# [REQUIRED WORK]
Reproduce verbatim the part of the records that opens with the line containing "Return the mask of every instance of the cloud" and closes with the line containing "261 69 L 260", including both of those lines.

[START]

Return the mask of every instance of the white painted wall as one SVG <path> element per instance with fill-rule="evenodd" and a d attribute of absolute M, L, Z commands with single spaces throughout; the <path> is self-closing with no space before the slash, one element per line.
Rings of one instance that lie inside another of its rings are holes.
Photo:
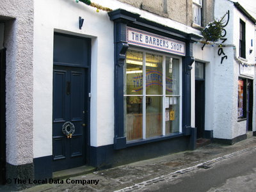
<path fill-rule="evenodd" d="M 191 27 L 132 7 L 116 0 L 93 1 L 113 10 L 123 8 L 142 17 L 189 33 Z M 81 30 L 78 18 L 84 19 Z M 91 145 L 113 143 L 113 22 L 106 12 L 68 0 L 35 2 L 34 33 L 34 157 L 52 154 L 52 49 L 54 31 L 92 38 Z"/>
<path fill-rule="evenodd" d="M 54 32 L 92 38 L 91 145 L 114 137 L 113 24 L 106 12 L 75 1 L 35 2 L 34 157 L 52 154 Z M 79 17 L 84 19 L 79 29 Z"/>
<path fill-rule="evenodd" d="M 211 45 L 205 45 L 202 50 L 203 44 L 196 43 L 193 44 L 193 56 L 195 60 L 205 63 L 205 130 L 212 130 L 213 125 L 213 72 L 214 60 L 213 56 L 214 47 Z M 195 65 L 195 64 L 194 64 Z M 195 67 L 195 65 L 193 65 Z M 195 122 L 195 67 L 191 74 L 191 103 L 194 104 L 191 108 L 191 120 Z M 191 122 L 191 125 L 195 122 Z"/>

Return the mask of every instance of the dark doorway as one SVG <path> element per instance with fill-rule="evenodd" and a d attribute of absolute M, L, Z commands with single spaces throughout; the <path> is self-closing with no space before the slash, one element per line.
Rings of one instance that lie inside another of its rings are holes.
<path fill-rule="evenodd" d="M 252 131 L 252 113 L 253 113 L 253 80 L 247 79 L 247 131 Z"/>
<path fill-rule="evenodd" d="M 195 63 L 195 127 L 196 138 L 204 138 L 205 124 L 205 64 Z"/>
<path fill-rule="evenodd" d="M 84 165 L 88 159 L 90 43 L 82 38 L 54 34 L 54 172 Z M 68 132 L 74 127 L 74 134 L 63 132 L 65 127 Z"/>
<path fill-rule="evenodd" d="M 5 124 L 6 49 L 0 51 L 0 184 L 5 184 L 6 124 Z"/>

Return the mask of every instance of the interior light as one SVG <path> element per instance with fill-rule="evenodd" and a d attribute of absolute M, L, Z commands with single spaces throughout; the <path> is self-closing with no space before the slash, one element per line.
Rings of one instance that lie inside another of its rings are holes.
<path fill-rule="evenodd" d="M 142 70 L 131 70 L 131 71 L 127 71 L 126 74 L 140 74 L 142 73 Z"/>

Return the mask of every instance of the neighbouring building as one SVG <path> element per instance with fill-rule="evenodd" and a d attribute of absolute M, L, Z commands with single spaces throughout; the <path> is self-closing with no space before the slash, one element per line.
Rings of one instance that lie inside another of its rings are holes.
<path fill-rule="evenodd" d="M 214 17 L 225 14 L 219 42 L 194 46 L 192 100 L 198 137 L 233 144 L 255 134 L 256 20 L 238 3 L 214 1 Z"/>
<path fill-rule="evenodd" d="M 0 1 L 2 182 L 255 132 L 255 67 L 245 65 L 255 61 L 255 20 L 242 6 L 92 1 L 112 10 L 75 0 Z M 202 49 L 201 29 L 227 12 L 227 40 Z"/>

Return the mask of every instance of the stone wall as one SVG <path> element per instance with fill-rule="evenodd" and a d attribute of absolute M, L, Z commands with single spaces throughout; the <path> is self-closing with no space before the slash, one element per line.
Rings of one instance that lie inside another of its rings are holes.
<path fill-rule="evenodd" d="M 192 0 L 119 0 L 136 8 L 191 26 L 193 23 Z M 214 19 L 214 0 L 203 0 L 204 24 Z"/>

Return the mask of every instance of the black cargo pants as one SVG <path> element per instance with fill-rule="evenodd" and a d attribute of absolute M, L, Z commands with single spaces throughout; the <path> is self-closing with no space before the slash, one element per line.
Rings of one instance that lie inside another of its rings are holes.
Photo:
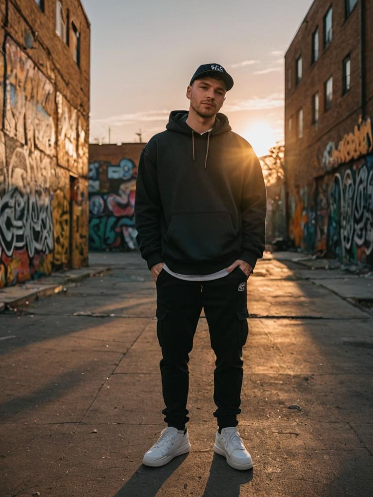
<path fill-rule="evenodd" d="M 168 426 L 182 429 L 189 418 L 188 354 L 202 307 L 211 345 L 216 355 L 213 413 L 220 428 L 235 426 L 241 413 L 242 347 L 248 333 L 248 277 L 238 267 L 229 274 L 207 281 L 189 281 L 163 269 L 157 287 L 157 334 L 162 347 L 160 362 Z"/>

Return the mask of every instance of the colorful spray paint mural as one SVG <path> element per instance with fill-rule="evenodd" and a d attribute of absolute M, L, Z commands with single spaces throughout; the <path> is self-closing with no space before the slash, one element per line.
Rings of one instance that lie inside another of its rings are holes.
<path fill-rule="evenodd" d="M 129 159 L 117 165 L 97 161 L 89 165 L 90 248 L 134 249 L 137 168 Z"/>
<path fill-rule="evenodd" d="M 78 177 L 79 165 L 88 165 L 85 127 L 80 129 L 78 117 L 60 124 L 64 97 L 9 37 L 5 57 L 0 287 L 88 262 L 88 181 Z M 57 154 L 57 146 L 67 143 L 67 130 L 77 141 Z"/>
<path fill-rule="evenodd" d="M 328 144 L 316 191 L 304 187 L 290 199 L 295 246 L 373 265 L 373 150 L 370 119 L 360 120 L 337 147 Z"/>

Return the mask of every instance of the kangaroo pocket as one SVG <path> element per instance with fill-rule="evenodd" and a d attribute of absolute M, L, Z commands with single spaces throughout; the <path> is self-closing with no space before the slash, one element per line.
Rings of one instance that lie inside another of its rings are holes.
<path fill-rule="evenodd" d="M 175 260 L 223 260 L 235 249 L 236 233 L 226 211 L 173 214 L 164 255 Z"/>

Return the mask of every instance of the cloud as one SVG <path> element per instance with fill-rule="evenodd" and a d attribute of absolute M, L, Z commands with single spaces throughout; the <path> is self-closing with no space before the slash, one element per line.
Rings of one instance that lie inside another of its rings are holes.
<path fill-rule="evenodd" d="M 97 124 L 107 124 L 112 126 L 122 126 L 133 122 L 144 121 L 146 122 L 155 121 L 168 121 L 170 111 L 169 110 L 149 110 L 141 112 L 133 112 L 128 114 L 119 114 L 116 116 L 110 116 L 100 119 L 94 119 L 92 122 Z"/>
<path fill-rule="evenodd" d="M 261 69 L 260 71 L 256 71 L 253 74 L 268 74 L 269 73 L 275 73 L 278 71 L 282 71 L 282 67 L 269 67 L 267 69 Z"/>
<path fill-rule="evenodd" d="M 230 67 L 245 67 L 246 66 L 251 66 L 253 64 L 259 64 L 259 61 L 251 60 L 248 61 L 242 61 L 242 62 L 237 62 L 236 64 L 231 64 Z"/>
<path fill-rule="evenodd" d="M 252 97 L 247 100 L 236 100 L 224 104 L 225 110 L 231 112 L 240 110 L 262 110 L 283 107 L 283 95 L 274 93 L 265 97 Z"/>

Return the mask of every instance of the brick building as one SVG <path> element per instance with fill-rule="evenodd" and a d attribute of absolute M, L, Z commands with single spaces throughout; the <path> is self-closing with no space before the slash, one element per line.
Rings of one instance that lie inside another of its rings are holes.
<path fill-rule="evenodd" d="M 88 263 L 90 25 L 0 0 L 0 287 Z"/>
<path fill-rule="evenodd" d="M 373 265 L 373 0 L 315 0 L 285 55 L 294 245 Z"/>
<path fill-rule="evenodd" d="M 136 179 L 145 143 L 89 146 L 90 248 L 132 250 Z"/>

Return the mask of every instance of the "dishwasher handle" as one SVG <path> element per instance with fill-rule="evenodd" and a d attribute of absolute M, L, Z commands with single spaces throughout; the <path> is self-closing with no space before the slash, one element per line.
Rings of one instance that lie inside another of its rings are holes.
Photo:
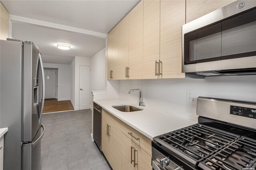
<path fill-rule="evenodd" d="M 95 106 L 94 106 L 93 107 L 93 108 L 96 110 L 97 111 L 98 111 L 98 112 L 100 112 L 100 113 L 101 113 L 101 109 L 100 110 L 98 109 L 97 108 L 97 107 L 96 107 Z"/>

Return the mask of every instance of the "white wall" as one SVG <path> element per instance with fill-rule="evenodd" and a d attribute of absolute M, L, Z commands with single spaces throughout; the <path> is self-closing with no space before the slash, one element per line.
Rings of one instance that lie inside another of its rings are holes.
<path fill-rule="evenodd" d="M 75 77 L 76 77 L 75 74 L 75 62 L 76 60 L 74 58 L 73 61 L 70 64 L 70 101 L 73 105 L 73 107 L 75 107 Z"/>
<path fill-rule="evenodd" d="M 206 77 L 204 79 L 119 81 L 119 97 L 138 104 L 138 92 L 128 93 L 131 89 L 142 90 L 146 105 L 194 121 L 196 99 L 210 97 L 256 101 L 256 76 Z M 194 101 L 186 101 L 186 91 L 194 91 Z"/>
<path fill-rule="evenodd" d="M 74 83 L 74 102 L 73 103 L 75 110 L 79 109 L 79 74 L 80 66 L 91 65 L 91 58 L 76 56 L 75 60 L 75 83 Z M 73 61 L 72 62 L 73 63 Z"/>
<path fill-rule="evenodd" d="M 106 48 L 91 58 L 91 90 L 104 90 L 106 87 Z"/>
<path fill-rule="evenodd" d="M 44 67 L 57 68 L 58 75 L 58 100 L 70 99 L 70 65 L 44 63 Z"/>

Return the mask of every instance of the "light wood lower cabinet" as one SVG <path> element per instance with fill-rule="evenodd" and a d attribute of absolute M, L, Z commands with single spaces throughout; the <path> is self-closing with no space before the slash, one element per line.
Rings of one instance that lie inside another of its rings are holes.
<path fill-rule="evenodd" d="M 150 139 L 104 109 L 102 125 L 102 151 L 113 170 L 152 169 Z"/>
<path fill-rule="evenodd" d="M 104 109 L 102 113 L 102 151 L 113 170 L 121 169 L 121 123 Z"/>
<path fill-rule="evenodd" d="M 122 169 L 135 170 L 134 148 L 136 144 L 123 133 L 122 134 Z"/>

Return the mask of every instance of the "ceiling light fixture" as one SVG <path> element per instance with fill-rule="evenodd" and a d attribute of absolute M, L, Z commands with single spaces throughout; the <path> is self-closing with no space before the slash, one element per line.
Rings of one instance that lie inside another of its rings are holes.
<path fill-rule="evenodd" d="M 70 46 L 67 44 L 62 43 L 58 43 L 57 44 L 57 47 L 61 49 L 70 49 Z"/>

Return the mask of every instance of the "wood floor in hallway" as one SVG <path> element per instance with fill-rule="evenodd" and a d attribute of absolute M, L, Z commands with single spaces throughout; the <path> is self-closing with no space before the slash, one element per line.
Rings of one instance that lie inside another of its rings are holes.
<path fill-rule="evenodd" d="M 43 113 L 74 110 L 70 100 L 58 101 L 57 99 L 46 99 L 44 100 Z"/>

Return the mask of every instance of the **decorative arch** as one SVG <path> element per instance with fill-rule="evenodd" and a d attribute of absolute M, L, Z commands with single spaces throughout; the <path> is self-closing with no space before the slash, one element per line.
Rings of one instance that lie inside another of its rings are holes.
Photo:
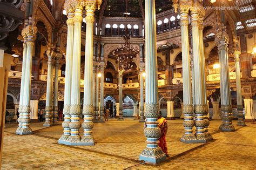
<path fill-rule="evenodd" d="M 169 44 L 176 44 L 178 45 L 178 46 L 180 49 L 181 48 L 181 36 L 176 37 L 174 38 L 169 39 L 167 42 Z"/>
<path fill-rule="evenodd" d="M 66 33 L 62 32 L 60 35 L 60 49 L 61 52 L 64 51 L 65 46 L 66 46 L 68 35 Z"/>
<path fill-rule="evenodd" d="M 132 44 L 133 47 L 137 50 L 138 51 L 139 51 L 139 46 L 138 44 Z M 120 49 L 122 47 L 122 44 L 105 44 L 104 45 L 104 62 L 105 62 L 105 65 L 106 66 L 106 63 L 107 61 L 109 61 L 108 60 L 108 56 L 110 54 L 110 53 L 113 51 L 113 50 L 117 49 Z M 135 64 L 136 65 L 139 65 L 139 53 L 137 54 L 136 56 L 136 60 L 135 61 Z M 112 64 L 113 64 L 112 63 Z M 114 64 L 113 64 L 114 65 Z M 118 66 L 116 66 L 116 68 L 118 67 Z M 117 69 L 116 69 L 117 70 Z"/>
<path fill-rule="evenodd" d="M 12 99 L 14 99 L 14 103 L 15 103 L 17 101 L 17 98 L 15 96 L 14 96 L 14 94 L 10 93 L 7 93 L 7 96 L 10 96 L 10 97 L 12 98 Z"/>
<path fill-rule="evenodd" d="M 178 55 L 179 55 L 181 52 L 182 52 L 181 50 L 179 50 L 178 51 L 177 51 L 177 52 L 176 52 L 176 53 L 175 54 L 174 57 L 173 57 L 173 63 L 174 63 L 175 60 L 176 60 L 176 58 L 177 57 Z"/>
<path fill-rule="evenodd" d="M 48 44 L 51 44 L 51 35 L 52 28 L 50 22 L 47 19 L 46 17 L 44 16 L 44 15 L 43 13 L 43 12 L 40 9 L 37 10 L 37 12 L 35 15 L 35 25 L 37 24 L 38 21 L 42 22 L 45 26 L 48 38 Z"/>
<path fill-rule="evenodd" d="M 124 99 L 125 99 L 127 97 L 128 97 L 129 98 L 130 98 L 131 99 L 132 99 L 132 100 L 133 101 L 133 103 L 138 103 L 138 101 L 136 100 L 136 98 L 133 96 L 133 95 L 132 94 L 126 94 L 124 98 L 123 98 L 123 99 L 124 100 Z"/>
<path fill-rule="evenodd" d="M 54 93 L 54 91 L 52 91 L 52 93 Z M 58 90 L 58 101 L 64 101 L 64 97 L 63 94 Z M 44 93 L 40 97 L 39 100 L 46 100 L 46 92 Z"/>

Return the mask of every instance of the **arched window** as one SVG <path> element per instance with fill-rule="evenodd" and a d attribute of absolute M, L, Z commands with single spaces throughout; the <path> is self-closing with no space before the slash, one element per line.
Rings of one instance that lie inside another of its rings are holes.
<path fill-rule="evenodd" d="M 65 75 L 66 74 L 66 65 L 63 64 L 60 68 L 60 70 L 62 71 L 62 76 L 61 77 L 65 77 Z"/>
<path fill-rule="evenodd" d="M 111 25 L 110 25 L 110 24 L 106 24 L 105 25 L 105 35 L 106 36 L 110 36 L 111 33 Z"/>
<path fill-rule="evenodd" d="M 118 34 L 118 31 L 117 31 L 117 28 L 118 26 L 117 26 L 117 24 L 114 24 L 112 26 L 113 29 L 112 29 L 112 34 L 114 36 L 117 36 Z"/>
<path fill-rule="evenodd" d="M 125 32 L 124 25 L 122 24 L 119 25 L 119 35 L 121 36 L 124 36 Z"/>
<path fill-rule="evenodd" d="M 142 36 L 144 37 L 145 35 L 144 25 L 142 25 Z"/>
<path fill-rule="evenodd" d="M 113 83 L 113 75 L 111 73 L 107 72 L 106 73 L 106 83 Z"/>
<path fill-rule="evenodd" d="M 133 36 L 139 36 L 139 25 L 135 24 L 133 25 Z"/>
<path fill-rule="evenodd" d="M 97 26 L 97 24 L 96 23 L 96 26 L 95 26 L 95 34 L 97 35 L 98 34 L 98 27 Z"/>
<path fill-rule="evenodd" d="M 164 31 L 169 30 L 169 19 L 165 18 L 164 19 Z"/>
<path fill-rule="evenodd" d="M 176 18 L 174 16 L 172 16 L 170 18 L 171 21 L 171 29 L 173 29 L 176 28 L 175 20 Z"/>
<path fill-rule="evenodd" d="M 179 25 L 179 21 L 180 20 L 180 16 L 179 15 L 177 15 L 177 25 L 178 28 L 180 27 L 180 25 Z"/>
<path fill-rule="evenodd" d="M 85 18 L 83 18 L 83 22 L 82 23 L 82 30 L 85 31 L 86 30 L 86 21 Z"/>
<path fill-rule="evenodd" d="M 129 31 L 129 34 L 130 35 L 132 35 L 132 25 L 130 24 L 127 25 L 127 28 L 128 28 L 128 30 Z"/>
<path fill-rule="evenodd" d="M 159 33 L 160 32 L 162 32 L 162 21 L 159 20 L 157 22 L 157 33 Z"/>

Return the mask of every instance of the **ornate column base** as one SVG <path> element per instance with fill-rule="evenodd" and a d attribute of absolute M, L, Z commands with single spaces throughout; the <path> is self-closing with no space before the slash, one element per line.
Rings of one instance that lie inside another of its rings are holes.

[END]

# [THE COMPLETED TASK]
Return the mask of every instance of the cloud as one SVG <path> element per instance with fill-rule="evenodd" and a d attribute of absolute M, L, Z commands with single spaces throughout; the <path> is self-closing with no space before the slash, one element per line.
Rings of one instance that lie inside another of its rings are holes.
<path fill-rule="evenodd" d="M 97 124 L 107 124 L 112 126 L 122 126 L 133 122 L 144 121 L 146 122 L 155 121 L 168 121 L 170 111 L 169 110 L 149 110 L 141 112 L 133 112 L 128 114 L 119 114 L 116 116 L 110 116 L 100 119 L 94 119 L 92 122 Z"/>
<path fill-rule="evenodd" d="M 261 69 L 260 71 L 256 71 L 253 74 L 268 74 L 269 73 L 275 73 L 278 71 L 282 71 L 282 67 L 269 67 L 267 69 Z"/>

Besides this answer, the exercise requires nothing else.